- GIVEN INSTRUCTION
Convert the entries below into a two-column CSV with the header instruction,response. Give one row per entry, with its text and its answer each in a single quoted field, line breaks replaced by spaces, and the pictures left out.

====

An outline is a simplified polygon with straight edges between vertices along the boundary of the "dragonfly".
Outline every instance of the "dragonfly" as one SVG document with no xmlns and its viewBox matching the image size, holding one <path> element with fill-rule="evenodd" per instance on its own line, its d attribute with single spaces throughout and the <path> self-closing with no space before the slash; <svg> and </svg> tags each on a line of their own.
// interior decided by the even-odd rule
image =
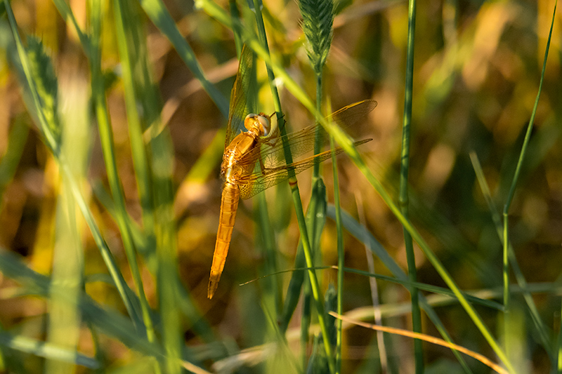
<svg viewBox="0 0 562 374">
<path fill-rule="evenodd" d="M 325 151 L 303 160 L 286 163 L 284 149 L 289 147 L 293 157 L 311 151 L 318 123 L 298 131 L 280 136 L 277 123 L 272 124 L 271 117 L 263 112 L 249 113 L 249 98 L 254 68 L 251 49 L 242 47 L 238 72 L 230 93 L 230 111 L 225 139 L 225 150 L 221 165 L 221 175 L 224 181 L 218 229 L 215 251 L 209 279 L 207 297 L 211 299 L 216 291 L 221 274 L 224 269 L 226 255 L 232 239 L 236 211 L 240 199 L 249 199 L 272 186 L 287 180 L 289 171 L 298 174 L 332 156 Z M 351 126 L 370 112 L 377 106 L 372 100 L 364 100 L 342 108 L 328 118 L 342 128 Z M 245 115 L 247 114 L 247 115 Z M 355 142 L 360 145 L 370 141 L 365 139 Z M 336 154 L 343 152 L 335 149 Z"/>
</svg>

====

- EXERCISE ANSWER
instruction,response
"An outline is a simplified polygon with straight edges between vertices along the boundary of the ""dragonfly"". Outline every instance of the ""dragonfly"" as one SVG document with no xmlns and its viewBox matching the image size, holding one <path> element with fill-rule=""evenodd"" per instance on its own line, its d attribute with single spaces throughout and the <path> self-closing with no space before the slash; <svg> and </svg> tags each on a line of their own. // interior decided by the even-odd rule image =","<svg viewBox=""0 0 562 374""> <path fill-rule=""evenodd"" d=""M 325 151 L 303 160 L 286 163 L 284 149 L 289 147 L 293 157 L 311 151 L 318 123 L 298 131 L 280 136 L 277 123 L 272 124 L 271 117 L 263 112 L 249 113 L 249 98 L 254 68 L 251 49 L 242 47 L 238 72 L 230 93 L 230 111 L 225 139 L 225 150 L 221 165 L 221 175 L 224 181 L 218 229 L 215 251 L 209 279 L 207 297 L 211 299 L 216 291 L 221 274 L 224 269 L 226 255 L 232 239 L 236 211 L 240 199 L 249 199 L 272 186 L 287 180 L 289 171 L 298 174 L 332 156 Z M 351 126 L 370 112 L 377 106 L 372 100 L 364 100 L 342 108 L 328 118 L 342 128 Z M 245 115 L 247 114 L 247 115 Z M 355 142 L 360 145 L 370 141 L 365 139 Z M 336 154 L 343 152 L 335 149 Z""/> </svg>"